* [PROBLEM DETAILS]:
Rewrite the listing below, changing "Note to the class" to "Instruction for students" throughout and leaving everything else untouched.

(Data records)
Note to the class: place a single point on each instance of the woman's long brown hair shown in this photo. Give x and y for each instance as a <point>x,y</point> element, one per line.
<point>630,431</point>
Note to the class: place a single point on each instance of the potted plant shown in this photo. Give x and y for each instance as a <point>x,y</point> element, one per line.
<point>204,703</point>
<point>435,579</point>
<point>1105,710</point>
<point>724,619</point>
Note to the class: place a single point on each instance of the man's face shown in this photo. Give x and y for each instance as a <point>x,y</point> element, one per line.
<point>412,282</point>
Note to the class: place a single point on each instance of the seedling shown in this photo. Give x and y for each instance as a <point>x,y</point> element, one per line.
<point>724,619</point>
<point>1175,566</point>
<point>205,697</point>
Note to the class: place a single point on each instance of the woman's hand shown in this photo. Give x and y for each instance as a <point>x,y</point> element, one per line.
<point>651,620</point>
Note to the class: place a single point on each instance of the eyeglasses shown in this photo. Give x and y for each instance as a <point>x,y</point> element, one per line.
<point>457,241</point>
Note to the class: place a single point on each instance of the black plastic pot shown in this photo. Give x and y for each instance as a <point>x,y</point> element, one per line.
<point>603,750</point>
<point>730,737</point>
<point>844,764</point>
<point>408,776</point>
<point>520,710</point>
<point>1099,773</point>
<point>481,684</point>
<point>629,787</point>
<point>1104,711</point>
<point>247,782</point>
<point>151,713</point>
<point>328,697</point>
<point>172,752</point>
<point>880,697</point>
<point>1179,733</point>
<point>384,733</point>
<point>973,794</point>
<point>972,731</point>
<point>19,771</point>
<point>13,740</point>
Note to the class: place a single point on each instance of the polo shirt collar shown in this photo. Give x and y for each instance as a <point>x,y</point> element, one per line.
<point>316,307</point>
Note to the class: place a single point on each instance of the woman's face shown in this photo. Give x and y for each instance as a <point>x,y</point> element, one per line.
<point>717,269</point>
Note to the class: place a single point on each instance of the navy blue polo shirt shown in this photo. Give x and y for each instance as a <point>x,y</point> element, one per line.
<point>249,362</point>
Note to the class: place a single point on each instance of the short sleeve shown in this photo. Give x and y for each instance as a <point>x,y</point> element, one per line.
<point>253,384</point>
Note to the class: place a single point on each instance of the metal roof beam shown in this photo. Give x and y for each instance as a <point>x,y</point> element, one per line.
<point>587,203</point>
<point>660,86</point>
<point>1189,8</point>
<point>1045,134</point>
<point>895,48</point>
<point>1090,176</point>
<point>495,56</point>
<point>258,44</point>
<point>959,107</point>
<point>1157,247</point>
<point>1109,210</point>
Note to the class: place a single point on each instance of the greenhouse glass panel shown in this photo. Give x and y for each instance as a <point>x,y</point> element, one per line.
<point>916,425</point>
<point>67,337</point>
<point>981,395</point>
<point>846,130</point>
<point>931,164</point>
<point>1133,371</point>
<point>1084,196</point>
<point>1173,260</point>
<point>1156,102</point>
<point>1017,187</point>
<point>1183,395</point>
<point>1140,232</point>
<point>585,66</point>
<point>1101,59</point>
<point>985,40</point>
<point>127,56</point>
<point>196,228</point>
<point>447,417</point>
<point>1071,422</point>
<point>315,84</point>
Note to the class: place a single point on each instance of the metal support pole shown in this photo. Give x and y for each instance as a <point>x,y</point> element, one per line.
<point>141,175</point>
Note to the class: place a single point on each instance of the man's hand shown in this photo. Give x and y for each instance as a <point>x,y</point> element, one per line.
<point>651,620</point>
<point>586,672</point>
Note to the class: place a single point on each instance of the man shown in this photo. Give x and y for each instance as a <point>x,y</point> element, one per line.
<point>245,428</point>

* [ANSWER]:
Instruction for students: place a single point on each instance of the woman's long brown hair shown in this photo. Give x and y for each instance as a <point>x,y</point> element, one per line.
<point>630,431</point>
Instruction for students: place a single point on each instance of the potted plant shown in this photo. Give x and y for each instance as a <point>x,y</point> element, one per line.
<point>204,703</point>
<point>435,579</point>
<point>1105,710</point>
<point>724,619</point>
Instruction for students: place a single point on each instance of the man's face shown in this photo. Give x and y for each instance as a <point>x,y</point> element, one per line.
<point>412,282</point>
Instruction for students: place a single point on each instance of the seedling shown in this photo. Give x and y for each instance as a <point>x,y</point> element, one per line.
<point>724,619</point>
<point>1175,566</point>
<point>205,697</point>
Instruction for students: place a single point on each instance of the woman's hand shown in this photo. Give x and y for each instance as a <point>x,y</point> element, one per line.
<point>651,620</point>
Instruction for students: place a single point on each instance of the eyeglasses shown in this photo. Give x and y for each instance as a <point>x,y</point> element, one per line.
<point>457,241</point>
Instruction for students: place a single point on each instance of the black plastic pot shown in this photo. Give x and y for each instance as a <point>x,y</point> element, one per line.
<point>603,750</point>
<point>730,737</point>
<point>844,764</point>
<point>408,776</point>
<point>520,710</point>
<point>1099,773</point>
<point>481,684</point>
<point>629,787</point>
<point>1104,711</point>
<point>247,782</point>
<point>151,713</point>
<point>328,697</point>
<point>172,752</point>
<point>880,697</point>
<point>1179,733</point>
<point>384,733</point>
<point>973,794</point>
<point>972,731</point>
<point>19,771</point>
<point>13,740</point>
Instruction for students: place a single point on each instance of the polo shirt collar shown in this photo. Give x and y for each instance as a <point>x,y</point> element, one per line.
<point>316,307</point>
Instruction for students: place a single point on each instance of the woman's face shown in this photo. Give x and y for each instance as a <point>x,y</point> element, one per line.
<point>717,269</point>
Instruction for students: place a single point on each instance of the navy blue polo shirt shown in this photo. Give x and y for each instance as a <point>x,y</point> element, one per line.
<point>249,362</point>
Instruction for students: place a single point on each instance of the short sleeve shown in this photo. Give x and y for each instance as a <point>x,y</point> element, one per line.
<point>253,384</point>
Instruction for students: place a single point on each instance of the metal roof beam shown in this photo. Give x and y for each instance as a <point>x,y</point> element, one per line.
<point>587,203</point>
<point>660,86</point>
<point>1189,8</point>
<point>1045,134</point>
<point>895,48</point>
<point>1090,176</point>
<point>495,56</point>
<point>258,44</point>
<point>959,107</point>
<point>1157,247</point>
<point>1109,210</point>
Instruction for students: place a single point on each instance of the greenhouse glass panel shown in this photo. Give x and y for each instance as a <point>x,y</point> element, one per line.
<point>916,425</point>
<point>67,337</point>
<point>981,395</point>
<point>846,130</point>
<point>931,164</point>
<point>1133,371</point>
<point>1084,196</point>
<point>1173,260</point>
<point>1156,102</point>
<point>1017,187</point>
<point>1183,395</point>
<point>1140,232</point>
<point>585,66</point>
<point>1101,59</point>
<point>985,40</point>
<point>127,56</point>
<point>196,228</point>
<point>447,417</point>
<point>1071,422</point>
<point>315,84</point>
Instruction for students: place a single point on each instance of the metal support pole shown in this photo. Give x and y for each instance as a <point>x,y</point> element, one per line.
<point>141,175</point>
Instruction for students: place a single point on each instance of the man's hand shown in this photo. Give x and y for each instance as a <point>x,y</point> element, one per line.
<point>651,620</point>
<point>586,672</point>
Instruction for students: place a single point on each instance of the man shown in this photo. Give x and y for each instance as a <point>x,y</point> element, one per line.
<point>245,428</point>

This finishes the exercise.